§ YOUR GOAL
The whole listing below should be output again, word for word.

(PROVIDED DATA Opens)

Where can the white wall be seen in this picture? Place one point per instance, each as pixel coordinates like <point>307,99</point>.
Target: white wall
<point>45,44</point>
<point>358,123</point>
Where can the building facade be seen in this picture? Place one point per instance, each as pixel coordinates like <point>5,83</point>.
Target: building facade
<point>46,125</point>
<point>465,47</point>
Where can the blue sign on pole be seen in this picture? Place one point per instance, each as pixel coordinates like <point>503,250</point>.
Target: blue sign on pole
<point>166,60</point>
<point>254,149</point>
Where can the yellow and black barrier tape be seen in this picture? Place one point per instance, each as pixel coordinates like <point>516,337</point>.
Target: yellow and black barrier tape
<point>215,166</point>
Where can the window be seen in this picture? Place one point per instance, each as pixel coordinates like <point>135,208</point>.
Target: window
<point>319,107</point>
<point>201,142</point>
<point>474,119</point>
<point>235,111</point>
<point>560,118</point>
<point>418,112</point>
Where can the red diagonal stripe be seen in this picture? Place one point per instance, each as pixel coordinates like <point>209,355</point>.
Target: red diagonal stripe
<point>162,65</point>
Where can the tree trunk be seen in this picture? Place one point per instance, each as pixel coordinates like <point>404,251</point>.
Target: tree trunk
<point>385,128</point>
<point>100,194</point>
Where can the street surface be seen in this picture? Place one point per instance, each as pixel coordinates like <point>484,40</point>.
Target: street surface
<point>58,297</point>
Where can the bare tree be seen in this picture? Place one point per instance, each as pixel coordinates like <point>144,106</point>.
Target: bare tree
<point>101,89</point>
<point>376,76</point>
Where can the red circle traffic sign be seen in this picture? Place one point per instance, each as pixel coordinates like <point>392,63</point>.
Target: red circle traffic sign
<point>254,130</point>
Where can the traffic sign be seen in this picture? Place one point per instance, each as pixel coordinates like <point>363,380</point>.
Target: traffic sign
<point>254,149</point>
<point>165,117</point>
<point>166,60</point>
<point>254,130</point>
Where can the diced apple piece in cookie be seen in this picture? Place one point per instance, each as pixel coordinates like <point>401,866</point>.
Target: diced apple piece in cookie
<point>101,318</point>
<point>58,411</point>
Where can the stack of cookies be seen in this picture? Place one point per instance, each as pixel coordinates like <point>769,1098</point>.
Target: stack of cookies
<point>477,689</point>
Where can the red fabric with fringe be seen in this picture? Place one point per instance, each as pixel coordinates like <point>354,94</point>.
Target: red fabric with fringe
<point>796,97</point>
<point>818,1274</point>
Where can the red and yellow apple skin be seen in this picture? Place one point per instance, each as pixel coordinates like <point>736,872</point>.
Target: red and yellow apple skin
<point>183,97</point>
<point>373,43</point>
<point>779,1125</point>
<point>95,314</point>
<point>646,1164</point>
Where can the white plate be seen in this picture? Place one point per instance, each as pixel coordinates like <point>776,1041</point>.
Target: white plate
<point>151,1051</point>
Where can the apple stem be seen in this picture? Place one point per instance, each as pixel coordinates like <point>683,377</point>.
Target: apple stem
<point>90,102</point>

(PROVIDED DATA Closes)

§ ANSWER SPACE
Where can the white wall be seen in this picture? Place one point per instance, each as pixel coordinates like <point>307,99</point>.
Target: white wall
<point>45,44</point>
<point>358,123</point>
Where can the building facade be seen in this picture? Place one point per instance, each as pixel coordinates like <point>5,83</point>.
Target: building facade
<point>46,125</point>
<point>465,47</point>
Where can the blue sign on pole be seen in this picture? Place one point per instance, each as pixel coordinates like <point>503,250</point>.
Target: blue sign on pole
<point>166,60</point>
<point>254,149</point>
Where can the yellow and black barrier tape be seen in this picture? Place one point per instance, each as pixel coordinates like <point>516,337</point>.
Target: yellow and black barrier tape
<point>215,166</point>
Where can the window be seen in this picture? Place one point per instance, each as pixel coordinates like <point>135,208</point>.
Target: window
<point>319,107</point>
<point>201,142</point>
<point>474,119</point>
<point>235,111</point>
<point>560,118</point>
<point>418,112</point>
Where can the red diagonal stripe be seen in this picture? Place one point per instance, each as pixel coordinates like <point>209,355</point>.
Target: red diagonal stripe
<point>162,65</point>
Where can the tree trunk be seen in this picture? Place one point per instance, each as pixel coordinates like <point>404,251</point>.
Target: tree trunk
<point>385,128</point>
<point>100,194</point>
Where can the street surface be seen in this picture? Place one point per instance, each as pixel coordinates like <point>484,40</point>.
Target: street surface
<point>58,297</point>
Where can the bare tree be seen in this picture? Place one point per instance, each as pixel coordinates like <point>144,106</point>.
Target: bare tree
<point>101,89</point>
<point>376,76</point>
Where can the red circle traffic sign be seen in this picture? Place one point per instance, each as pixel coordinates like <point>392,63</point>.
Target: red circle traffic sign
<point>254,130</point>
Where can the traffic sign be seen in this picture? Place one point per instance, each as pixel coordinates like <point>363,380</point>.
Target: traffic sign
<point>254,149</point>
<point>165,117</point>
<point>166,60</point>
<point>254,130</point>
Where can the diced apple piece in cookie be seen in this picture? Place one point per instance, each as pixel coordinates like <point>401,866</point>.
Target: diced apple piece in cookie
<point>101,318</point>
<point>58,411</point>
Where can the stack of cookies be seen in this picture? Place one point per instance, each as pixel coordinates like <point>769,1098</point>.
Target: stack of cookies
<point>477,689</point>
Where can the red fabric with fringe be seen in this picture? Place one point per instance, each as pixel coordinates like <point>354,94</point>.
Target: red fabric with fringe
<point>796,97</point>
<point>818,1274</point>
Where can the red and yellow apple skin be seen in this picture? Place one point per instance, each as pixel coordinates like <point>736,872</point>.
Target: red and yellow apple skin
<point>183,97</point>
<point>373,43</point>
<point>779,1125</point>
<point>95,314</point>
<point>646,1164</point>
Where can the white plate be seen in this picture? Place one point per instance, each as pixel coordinates like <point>776,1041</point>.
Target: white plate
<point>151,1051</point>
Where can the apple stem be seen in this picture? Place one point per instance, each as pixel coordinates like <point>683,377</point>.
Target: apple stem
<point>90,102</point>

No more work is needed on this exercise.